▶ _Requirement_:
Give every line of the listing back, exactly as written.
(Data for review Opens)
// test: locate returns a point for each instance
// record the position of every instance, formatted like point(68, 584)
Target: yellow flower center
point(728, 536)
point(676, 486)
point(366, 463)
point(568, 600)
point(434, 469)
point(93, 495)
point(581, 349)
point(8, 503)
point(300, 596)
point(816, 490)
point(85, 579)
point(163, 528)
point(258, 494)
(Data for review Closes)
▶ _Task response_:
// test: locate returns a point for each instance
// record the position of every instance, formatted like point(68, 584)
Target: yellow flower center
point(728, 536)
point(676, 486)
point(366, 463)
point(568, 600)
point(434, 469)
point(93, 495)
point(581, 349)
point(8, 503)
point(300, 596)
point(816, 490)
point(85, 579)
point(163, 528)
point(258, 494)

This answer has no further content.